= Task objective =
Output the listing exactly, leaving out no line.

= Extracted data =
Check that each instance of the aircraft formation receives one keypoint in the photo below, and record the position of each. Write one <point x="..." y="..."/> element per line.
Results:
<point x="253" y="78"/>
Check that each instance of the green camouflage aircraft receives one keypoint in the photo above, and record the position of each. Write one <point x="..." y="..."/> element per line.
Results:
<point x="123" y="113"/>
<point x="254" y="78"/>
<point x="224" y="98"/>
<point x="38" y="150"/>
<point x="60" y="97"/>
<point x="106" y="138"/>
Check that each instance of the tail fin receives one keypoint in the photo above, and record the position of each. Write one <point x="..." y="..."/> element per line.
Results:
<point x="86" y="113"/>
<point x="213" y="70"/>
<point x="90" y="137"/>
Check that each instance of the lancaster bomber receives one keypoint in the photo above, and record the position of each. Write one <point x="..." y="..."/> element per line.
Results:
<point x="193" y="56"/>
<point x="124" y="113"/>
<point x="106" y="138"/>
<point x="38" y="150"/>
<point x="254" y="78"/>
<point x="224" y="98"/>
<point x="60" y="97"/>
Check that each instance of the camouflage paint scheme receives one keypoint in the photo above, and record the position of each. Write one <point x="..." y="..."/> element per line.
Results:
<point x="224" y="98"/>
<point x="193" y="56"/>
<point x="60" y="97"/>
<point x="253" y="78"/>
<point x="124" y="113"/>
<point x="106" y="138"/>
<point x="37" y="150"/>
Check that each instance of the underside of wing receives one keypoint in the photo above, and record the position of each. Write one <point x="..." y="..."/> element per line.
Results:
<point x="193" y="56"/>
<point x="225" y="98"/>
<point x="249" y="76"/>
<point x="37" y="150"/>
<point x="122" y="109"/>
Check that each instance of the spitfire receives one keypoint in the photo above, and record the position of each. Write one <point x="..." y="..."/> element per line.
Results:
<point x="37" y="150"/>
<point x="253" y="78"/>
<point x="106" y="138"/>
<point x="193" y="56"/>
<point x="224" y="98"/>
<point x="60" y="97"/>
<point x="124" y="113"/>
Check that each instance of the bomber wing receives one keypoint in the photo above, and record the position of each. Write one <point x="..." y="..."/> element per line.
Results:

= Exercise solution =
Check that each instance of the aircraft formation receives one keypoint in the photo below, and record the position of each. Write one <point x="..." y="..."/> element per line.
Results:
<point x="253" y="78"/>
Check that each instance of the green camouflage aircraft receives one keypoint in the photo above, and record the position of each. Write one <point x="..." y="..."/> element per line.
Results:
<point x="123" y="113"/>
<point x="254" y="78"/>
<point x="224" y="98"/>
<point x="38" y="150"/>
<point x="60" y="97"/>
<point x="106" y="138"/>
Check that each instance of the tail fin receives one keypoint in the photo above, and record the position of each. Write one <point x="..." y="..."/> element per line.
Results:
<point x="86" y="113"/>
<point x="213" y="70"/>
<point x="90" y="137"/>
Check that each instance of the lancaster bomber receives one keypoint in the photo above, and record the position of each. Write one <point x="..." y="..."/> element per line.
Results:
<point x="193" y="56"/>
<point x="124" y="113"/>
<point x="106" y="138"/>
<point x="38" y="150"/>
<point x="254" y="78"/>
<point x="224" y="98"/>
<point x="60" y="97"/>
Check that each instance of the camouflage paint scheme receives one keypoint in the photo above, and record the position of each. Write one <point x="..." y="..."/> element per line.
Results:
<point x="224" y="98"/>
<point x="193" y="56"/>
<point x="60" y="97"/>
<point x="253" y="78"/>
<point x="124" y="113"/>
<point x="106" y="138"/>
<point x="37" y="150"/>
Check that each instance of the underside of wing receives one keypoint in the photo above, and record the position of each. Write one <point x="..." y="..."/> element per line.
Results:
<point x="193" y="56"/>
<point x="225" y="98"/>
<point x="249" y="76"/>
<point x="37" y="150"/>
<point x="122" y="109"/>
Check that each instance of the spitfire receives one keypoint in the photo above, and record the position of each. Write one <point x="..." y="..."/> element per line.
Results:
<point x="37" y="150"/>
<point x="253" y="78"/>
<point x="106" y="138"/>
<point x="193" y="56"/>
<point x="224" y="98"/>
<point x="60" y="97"/>
<point x="124" y="113"/>
Check that each instance of the bomber wing receives one keypoint in the photo above, and record the position of each. Write one <point x="..." y="..."/> element per line.
Results:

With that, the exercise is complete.